::: DATA EXTRACT :::

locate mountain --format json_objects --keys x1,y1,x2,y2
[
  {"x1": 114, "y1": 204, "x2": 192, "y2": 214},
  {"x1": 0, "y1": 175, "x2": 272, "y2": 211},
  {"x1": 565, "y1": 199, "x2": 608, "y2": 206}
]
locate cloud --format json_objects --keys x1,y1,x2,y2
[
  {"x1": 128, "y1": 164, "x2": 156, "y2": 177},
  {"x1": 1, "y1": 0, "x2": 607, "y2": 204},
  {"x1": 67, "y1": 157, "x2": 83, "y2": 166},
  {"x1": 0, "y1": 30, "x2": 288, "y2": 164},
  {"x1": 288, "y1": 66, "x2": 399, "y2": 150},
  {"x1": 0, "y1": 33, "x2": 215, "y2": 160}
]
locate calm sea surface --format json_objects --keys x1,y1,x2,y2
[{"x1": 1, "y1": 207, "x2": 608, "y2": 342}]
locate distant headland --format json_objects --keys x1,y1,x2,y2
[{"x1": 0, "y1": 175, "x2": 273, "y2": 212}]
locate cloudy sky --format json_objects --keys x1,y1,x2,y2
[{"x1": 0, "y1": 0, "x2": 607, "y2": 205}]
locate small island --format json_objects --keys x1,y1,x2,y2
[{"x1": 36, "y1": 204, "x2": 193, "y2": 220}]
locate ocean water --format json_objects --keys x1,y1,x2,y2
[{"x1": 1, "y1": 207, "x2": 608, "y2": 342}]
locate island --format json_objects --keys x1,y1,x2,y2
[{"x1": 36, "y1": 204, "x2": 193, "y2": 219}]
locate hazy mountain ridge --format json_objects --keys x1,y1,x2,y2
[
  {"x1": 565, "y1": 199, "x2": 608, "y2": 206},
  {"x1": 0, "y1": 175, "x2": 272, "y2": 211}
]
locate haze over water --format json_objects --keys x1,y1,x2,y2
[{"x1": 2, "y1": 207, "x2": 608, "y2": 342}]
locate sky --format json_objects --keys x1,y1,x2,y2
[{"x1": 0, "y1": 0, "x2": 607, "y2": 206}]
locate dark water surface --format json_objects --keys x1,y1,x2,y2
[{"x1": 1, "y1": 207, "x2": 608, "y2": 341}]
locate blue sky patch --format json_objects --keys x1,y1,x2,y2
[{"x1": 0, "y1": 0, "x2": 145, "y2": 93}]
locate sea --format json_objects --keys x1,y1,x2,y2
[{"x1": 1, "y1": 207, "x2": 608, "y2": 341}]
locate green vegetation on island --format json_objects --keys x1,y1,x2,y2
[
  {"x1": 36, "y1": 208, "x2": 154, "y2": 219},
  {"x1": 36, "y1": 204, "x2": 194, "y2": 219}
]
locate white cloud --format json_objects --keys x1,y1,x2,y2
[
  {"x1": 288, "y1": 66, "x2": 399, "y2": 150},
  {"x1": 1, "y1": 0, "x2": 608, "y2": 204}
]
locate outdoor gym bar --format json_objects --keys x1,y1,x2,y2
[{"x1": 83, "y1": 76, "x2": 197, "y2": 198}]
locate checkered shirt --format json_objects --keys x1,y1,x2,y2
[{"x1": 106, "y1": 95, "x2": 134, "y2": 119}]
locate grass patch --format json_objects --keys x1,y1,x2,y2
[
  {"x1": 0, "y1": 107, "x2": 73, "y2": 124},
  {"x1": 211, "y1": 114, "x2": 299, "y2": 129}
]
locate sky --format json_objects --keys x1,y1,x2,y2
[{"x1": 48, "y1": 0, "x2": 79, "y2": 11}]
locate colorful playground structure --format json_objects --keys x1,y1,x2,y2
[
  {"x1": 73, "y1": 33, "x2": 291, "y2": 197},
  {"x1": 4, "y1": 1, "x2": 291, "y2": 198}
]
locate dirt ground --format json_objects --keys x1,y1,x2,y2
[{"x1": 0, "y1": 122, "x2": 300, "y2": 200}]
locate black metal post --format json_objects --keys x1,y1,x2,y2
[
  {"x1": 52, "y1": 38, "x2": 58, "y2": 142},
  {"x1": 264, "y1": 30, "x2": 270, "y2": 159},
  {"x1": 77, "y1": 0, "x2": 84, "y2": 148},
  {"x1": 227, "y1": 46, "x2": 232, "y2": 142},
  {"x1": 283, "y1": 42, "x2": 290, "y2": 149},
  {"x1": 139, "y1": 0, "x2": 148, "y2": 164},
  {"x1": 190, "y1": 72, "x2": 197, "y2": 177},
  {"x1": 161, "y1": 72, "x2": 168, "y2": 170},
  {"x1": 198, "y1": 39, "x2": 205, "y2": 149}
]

:::

THE PROBLEM: Transcribe every line of the data, exactly as it stands.

WRITTEN SOLUTION:
locate mountain --format json_objects --keys x1,y1,x2,y2
[
  {"x1": 114, "y1": 204, "x2": 192, "y2": 214},
  {"x1": 0, "y1": 175, "x2": 272, "y2": 211},
  {"x1": 565, "y1": 199, "x2": 608, "y2": 206}
]
locate cloud --format json_objects --keys x1,y1,x2,y2
[
  {"x1": 128, "y1": 164, "x2": 156, "y2": 177},
  {"x1": 1, "y1": 0, "x2": 607, "y2": 204},
  {"x1": 67, "y1": 157, "x2": 83, "y2": 166},
  {"x1": 0, "y1": 30, "x2": 288, "y2": 164},
  {"x1": 288, "y1": 66, "x2": 399, "y2": 150},
  {"x1": 0, "y1": 33, "x2": 215, "y2": 160}
]
locate calm sea surface --format json_objects --keys x1,y1,x2,y2
[{"x1": 1, "y1": 207, "x2": 608, "y2": 342}]
locate distant headland --format json_objects --keys x1,y1,x2,y2
[{"x1": 0, "y1": 175, "x2": 273, "y2": 212}]
locate cloudy sky --format json_objects --keys x1,y1,x2,y2
[{"x1": 0, "y1": 0, "x2": 607, "y2": 205}]
locate small island --format json_objects --keys x1,y1,x2,y2
[{"x1": 36, "y1": 204, "x2": 193, "y2": 220}]
locate ocean water --format json_objects --keys x1,y1,x2,y2
[{"x1": 1, "y1": 207, "x2": 608, "y2": 342}]
locate island --format json_objects --keys x1,y1,x2,y2
[{"x1": 36, "y1": 204, "x2": 193, "y2": 219}]
locate hazy mountain ridge --format json_objects --keys x1,y1,x2,y2
[
  {"x1": 565, "y1": 199, "x2": 608, "y2": 206},
  {"x1": 0, "y1": 175, "x2": 272, "y2": 211}
]
locate haze over water --format json_objects --keys x1,y1,x2,y2
[{"x1": 2, "y1": 207, "x2": 608, "y2": 342}]
locate sky --format json_objects --keys x1,y1,x2,y2
[{"x1": 0, "y1": 0, "x2": 607, "y2": 206}]
locate dark water surface --format json_objects --keys x1,y1,x2,y2
[{"x1": 1, "y1": 207, "x2": 608, "y2": 341}]
locate blue sky patch --format json_objects --keys x1,y1,x2,y2
[{"x1": 0, "y1": 0, "x2": 145, "y2": 93}]
locate sea --format json_objects --keys x1,y1,x2,y2
[{"x1": 1, "y1": 207, "x2": 608, "y2": 341}]
locate green vegetation on island --format json_objects --keys x1,y1,x2,y2
[
  {"x1": 36, "y1": 208, "x2": 154, "y2": 219},
  {"x1": 36, "y1": 204, "x2": 194, "y2": 219}
]
locate white cloud --format json_objects --keys x1,y1,x2,y2
[
  {"x1": 288, "y1": 66, "x2": 399, "y2": 150},
  {"x1": 1, "y1": 0, "x2": 608, "y2": 204}
]
locate outdoor gym bar --format json_objects --keys x1,y1,x2,y2
[{"x1": 83, "y1": 76, "x2": 197, "y2": 198}]
locate checkered shirt --format json_objects --keys x1,y1,x2,y2
[{"x1": 106, "y1": 95, "x2": 134, "y2": 119}]
locate grass patch --format json_objects --keys x1,y1,x2,y2
[
  {"x1": 0, "y1": 107, "x2": 73, "y2": 124},
  {"x1": 211, "y1": 114, "x2": 299, "y2": 129}
]
locate sky --format json_objects --keys x1,y1,x2,y2
[{"x1": 48, "y1": 0, "x2": 79, "y2": 11}]
locate colorful playground structure --format json_objects --keys x1,y1,x2,y2
[
  {"x1": 73, "y1": 33, "x2": 291, "y2": 197},
  {"x1": 4, "y1": 1, "x2": 291, "y2": 198}
]
locate dirt ground --format json_objects --keys x1,y1,x2,y2
[{"x1": 0, "y1": 122, "x2": 300, "y2": 200}]
locate black metal post --format json_objects --keys x1,y1,x2,y2
[
  {"x1": 52, "y1": 38, "x2": 58, "y2": 142},
  {"x1": 264, "y1": 30, "x2": 270, "y2": 159},
  {"x1": 77, "y1": 0, "x2": 84, "y2": 148},
  {"x1": 227, "y1": 46, "x2": 232, "y2": 142},
  {"x1": 283, "y1": 42, "x2": 290, "y2": 149},
  {"x1": 139, "y1": 0, "x2": 148, "y2": 164},
  {"x1": 190, "y1": 72, "x2": 197, "y2": 177},
  {"x1": 161, "y1": 72, "x2": 168, "y2": 170},
  {"x1": 198, "y1": 39, "x2": 205, "y2": 149}
]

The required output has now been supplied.